Task requirements :: Return every line of the data below that contains the word "black".

[Records from a data source]
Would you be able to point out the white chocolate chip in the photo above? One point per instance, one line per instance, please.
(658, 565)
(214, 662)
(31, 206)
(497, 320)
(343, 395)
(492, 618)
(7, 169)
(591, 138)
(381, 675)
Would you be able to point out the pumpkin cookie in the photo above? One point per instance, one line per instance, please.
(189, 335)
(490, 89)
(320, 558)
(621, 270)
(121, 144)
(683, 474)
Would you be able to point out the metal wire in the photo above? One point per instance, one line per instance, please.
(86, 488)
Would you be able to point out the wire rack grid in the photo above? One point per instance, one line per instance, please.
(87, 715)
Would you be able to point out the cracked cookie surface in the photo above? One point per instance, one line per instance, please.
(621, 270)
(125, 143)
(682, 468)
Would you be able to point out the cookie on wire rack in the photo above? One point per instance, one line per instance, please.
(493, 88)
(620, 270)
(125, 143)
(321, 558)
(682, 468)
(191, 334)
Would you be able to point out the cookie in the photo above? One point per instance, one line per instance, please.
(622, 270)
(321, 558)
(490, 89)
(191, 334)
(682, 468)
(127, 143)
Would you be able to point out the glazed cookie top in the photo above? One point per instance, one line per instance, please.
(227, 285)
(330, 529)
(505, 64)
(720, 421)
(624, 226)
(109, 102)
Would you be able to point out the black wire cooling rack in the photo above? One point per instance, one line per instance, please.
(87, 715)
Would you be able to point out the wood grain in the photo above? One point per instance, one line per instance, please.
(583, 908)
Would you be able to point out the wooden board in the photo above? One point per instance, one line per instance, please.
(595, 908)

---

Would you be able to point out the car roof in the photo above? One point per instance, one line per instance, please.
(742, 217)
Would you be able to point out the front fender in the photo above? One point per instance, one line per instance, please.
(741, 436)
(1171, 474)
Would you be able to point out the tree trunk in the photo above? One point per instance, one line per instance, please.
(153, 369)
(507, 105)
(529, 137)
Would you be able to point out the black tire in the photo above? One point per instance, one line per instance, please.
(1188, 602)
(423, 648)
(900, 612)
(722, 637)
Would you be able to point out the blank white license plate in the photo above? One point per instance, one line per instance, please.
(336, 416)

The completed task ::
Would you be able to point out the black wire cooling rack in the photo above? One point per instance, one line per instance, please.
Would you be able to point out the black tire in the photo above? One point per instance, one line per instance, please.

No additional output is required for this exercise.